* _Records shown_:
------------------------

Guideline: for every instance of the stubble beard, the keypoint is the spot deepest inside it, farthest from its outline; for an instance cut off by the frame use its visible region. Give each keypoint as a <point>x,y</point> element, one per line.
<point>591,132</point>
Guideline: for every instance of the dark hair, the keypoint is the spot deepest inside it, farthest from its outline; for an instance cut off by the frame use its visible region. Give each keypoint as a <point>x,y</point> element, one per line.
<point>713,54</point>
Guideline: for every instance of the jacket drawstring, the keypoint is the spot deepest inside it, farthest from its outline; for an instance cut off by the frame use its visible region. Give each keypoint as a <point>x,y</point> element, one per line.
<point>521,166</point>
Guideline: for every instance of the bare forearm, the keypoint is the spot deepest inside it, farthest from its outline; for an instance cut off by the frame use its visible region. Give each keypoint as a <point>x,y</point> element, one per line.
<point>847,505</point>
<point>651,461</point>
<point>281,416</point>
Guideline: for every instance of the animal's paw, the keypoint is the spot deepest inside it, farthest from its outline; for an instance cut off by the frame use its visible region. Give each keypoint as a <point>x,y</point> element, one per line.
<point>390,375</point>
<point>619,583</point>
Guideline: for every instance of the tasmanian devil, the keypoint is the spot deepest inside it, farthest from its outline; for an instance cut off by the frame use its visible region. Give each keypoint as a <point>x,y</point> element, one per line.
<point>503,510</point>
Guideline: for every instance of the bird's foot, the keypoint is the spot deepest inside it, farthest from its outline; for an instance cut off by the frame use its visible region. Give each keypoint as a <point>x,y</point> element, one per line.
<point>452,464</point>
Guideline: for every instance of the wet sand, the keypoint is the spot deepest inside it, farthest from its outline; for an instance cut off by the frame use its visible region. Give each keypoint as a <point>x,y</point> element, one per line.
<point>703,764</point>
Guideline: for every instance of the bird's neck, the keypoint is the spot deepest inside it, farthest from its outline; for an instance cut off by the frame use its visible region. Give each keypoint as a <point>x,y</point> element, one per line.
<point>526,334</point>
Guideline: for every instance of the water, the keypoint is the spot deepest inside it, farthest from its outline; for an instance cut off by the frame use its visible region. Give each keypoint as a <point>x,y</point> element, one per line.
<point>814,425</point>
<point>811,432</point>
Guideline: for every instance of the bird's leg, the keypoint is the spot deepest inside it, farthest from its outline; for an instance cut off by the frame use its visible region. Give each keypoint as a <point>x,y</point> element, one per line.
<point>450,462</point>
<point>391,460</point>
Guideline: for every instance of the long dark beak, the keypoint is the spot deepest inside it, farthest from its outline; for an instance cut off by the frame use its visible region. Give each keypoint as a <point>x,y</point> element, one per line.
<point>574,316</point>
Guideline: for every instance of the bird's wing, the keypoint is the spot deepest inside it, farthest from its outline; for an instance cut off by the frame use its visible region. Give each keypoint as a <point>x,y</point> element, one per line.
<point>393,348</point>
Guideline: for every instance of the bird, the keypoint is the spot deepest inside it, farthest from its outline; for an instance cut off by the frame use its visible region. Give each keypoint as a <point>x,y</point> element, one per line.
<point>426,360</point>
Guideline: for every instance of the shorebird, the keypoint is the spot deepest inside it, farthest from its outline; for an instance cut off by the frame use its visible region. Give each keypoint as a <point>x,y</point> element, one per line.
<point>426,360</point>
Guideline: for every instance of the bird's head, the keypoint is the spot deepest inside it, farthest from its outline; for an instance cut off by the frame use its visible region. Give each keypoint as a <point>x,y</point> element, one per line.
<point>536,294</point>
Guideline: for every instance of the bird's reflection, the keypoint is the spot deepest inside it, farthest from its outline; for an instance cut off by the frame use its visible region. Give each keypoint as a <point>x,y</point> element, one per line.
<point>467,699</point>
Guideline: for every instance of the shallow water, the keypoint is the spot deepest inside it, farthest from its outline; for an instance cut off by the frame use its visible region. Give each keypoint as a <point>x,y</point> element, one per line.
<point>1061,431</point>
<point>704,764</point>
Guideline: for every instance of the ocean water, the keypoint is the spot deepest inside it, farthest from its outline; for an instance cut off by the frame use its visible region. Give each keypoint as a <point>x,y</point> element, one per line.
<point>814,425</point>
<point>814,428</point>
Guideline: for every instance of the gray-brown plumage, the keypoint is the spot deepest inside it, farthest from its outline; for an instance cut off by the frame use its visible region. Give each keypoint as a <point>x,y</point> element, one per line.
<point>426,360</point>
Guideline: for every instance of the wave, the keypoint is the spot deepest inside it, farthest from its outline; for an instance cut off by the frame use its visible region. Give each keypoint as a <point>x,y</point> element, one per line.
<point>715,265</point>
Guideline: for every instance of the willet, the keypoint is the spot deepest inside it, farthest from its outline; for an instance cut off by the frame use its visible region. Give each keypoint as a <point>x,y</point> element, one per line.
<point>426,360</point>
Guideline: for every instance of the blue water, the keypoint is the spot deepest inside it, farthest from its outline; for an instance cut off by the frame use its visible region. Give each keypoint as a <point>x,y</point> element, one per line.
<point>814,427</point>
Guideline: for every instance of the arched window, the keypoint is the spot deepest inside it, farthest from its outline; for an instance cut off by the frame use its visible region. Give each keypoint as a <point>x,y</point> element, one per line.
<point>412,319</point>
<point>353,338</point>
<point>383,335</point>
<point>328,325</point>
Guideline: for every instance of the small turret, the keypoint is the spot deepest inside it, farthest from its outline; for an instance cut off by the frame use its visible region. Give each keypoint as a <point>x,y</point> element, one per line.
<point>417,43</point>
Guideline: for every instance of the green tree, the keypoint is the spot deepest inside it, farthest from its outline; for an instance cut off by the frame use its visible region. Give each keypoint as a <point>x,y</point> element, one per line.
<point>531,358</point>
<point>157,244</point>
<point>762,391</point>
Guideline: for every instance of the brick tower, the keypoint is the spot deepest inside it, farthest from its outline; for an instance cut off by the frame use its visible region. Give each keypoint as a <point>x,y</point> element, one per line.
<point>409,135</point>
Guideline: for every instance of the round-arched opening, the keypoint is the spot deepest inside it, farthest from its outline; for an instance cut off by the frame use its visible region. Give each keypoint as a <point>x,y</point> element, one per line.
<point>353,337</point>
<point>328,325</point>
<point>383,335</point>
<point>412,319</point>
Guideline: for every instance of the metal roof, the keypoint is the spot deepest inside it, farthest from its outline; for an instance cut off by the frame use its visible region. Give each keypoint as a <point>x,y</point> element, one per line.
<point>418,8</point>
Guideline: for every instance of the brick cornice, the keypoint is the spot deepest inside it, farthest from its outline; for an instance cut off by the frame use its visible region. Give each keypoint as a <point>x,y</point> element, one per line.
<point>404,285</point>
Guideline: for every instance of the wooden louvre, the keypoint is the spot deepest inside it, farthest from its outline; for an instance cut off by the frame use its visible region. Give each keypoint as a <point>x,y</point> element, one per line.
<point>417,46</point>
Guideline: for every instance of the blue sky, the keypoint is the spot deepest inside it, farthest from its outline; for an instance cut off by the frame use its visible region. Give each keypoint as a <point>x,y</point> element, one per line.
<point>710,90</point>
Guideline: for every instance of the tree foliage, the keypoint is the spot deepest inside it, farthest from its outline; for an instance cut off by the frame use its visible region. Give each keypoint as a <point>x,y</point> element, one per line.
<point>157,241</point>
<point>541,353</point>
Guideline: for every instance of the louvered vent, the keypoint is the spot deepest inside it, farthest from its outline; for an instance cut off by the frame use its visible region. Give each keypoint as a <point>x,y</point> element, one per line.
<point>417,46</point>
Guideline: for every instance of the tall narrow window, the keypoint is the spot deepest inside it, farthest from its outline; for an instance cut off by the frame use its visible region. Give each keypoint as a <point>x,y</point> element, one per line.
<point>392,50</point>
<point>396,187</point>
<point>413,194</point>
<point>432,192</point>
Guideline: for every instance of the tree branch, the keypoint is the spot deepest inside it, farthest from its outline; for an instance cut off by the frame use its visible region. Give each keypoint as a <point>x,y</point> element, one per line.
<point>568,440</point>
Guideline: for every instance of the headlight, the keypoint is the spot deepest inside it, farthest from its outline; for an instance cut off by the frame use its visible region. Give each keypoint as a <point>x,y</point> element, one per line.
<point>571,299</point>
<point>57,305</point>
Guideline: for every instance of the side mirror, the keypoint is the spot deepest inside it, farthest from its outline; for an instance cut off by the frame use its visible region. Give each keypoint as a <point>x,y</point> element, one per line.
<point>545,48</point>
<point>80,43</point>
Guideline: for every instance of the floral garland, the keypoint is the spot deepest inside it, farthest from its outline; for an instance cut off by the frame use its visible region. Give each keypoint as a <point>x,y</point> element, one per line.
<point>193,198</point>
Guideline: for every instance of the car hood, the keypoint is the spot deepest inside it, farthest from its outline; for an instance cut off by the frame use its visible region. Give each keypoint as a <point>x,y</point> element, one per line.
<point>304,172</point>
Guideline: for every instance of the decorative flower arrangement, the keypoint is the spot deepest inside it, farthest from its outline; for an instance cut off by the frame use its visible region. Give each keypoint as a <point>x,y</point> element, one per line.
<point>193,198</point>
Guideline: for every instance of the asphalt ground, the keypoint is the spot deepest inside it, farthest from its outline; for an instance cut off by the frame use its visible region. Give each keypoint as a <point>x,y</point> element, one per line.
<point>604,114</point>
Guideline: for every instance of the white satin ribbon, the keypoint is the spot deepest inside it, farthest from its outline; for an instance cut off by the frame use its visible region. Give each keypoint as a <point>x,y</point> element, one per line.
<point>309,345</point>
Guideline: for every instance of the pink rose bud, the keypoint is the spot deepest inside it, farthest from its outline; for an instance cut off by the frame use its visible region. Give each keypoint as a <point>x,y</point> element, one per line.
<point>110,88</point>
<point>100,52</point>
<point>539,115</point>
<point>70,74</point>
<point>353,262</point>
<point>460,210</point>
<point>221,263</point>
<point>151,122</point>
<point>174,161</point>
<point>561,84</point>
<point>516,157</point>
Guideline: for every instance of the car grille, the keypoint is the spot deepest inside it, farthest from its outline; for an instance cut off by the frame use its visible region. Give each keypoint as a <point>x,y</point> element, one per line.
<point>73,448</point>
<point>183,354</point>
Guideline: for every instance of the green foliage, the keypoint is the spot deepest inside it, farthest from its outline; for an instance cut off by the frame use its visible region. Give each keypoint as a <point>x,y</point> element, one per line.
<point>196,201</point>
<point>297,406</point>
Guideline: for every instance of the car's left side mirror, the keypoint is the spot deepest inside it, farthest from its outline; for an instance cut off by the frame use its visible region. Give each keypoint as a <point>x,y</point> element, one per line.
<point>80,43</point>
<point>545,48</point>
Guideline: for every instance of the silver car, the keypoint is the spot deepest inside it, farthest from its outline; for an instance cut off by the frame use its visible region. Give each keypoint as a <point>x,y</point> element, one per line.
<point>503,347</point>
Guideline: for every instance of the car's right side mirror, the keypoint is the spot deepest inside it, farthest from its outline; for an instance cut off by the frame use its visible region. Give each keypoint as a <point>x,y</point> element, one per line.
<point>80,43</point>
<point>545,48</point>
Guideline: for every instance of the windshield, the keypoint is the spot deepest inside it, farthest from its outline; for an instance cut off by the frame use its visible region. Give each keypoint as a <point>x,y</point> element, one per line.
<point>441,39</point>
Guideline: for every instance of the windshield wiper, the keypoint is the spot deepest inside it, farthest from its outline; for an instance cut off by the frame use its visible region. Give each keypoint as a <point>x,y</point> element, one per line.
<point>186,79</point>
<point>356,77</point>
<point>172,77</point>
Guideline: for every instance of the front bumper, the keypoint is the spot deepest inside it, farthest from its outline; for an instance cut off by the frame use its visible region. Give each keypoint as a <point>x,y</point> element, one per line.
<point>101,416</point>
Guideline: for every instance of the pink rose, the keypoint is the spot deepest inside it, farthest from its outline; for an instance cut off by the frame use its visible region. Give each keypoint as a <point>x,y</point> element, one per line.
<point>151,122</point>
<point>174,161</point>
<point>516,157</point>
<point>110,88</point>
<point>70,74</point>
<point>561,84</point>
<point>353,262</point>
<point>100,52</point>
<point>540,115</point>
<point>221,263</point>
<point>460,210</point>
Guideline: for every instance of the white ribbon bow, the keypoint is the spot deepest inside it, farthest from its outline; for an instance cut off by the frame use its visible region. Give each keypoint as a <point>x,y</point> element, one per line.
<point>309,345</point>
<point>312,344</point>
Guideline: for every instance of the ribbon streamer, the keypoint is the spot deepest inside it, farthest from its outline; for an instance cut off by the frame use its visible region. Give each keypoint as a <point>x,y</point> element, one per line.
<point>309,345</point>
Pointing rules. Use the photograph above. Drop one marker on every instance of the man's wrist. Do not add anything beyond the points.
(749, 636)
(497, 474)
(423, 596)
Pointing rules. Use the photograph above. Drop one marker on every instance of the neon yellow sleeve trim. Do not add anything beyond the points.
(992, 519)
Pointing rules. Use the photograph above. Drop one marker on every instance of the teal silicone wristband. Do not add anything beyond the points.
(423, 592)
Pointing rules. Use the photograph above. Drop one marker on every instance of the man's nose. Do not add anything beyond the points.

------------------------

* _Exercise requirements_: Starting at the line that holds "wrist. Do not add anything beyond the points.", set down each line exactly through the last line of the records above, and no others.

* _Answer section_:
Pointing rules. Use the photograph above. Drop one marker on every instance of the man's wrist. Do not add anything beyond the points.
(749, 636)
(497, 474)
(423, 596)
Pointing rules. Use the photograph above. Drop one marker on every instance of the neon yellow sleeve trim. Do not add anything beyond the points.
(992, 519)
Pointing rules. Use the photograph above. Drop one marker on every instance of the teal silicone wristband. Do not add anything beyond the points.
(423, 592)
Pointing rules. Use the photograph above. Drop one marker on every instance of the man's nose. Do not add anything beyond the points.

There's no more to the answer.